» TASK INPUT:

——

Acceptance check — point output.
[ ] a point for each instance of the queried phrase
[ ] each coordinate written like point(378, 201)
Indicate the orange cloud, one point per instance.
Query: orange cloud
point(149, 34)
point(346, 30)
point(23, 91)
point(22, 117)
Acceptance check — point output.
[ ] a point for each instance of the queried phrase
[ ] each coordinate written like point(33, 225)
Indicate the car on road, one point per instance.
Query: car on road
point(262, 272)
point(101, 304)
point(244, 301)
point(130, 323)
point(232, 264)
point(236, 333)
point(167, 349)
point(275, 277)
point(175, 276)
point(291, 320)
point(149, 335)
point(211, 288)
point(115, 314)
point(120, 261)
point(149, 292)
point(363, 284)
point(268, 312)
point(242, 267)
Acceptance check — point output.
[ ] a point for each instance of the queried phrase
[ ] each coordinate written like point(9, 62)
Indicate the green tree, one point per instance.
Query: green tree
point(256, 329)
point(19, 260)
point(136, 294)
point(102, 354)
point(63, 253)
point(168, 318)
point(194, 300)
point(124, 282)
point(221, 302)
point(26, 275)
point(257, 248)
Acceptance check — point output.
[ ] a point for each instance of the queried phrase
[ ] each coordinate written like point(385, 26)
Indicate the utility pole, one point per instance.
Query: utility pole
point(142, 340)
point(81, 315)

——

» TASK INSTRUCTIONS: Copy all of the records above line for line, leaving every word and mark unchanged.

» THE RESULT:
Acceptance check — point output.
[ ] a point for each instance of the queried phrase
[ ] each coordinate written like point(378, 201)
Indicate the orange cloud, one point per instance.
Query: orange cloud
point(149, 34)
point(346, 30)
point(23, 91)
point(22, 117)
Acceptance check — point output.
[ ] a point for each instance of the queried phrase
[ ] each coordinate written like point(33, 225)
Indicate the car on road, one point per instance.
Query: car on road
point(262, 272)
point(101, 304)
point(244, 301)
point(130, 323)
point(232, 264)
point(236, 333)
point(167, 349)
point(275, 277)
point(175, 276)
point(291, 320)
point(149, 335)
point(211, 288)
point(115, 314)
point(120, 261)
point(149, 292)
point(363, 284)
point(268, 312)
point(242, 267)
Acceptance check — point output.
[ ] a point for each instance of the queried phrase
[ ] each coordinate written like point(9, 62)
Indicate the green tree, one point per instance.
Query: green tree
point(256, 329)
point(19, 260)
point(136, 294)
point(102, 354)
point(63, 253)
point(168, 318)
point(194, 300)
point(124, 282)
point(221, 302)
point(26, 275)
point(257, 248)
Acceptance check — point output.
[ ] a point for each instance of the queried phrase
[ ] each coordinate written like point(385, 26)
Indicate the utility pole, one point per instance.
Query: utility pole
point(142, 340)
point(81, 315)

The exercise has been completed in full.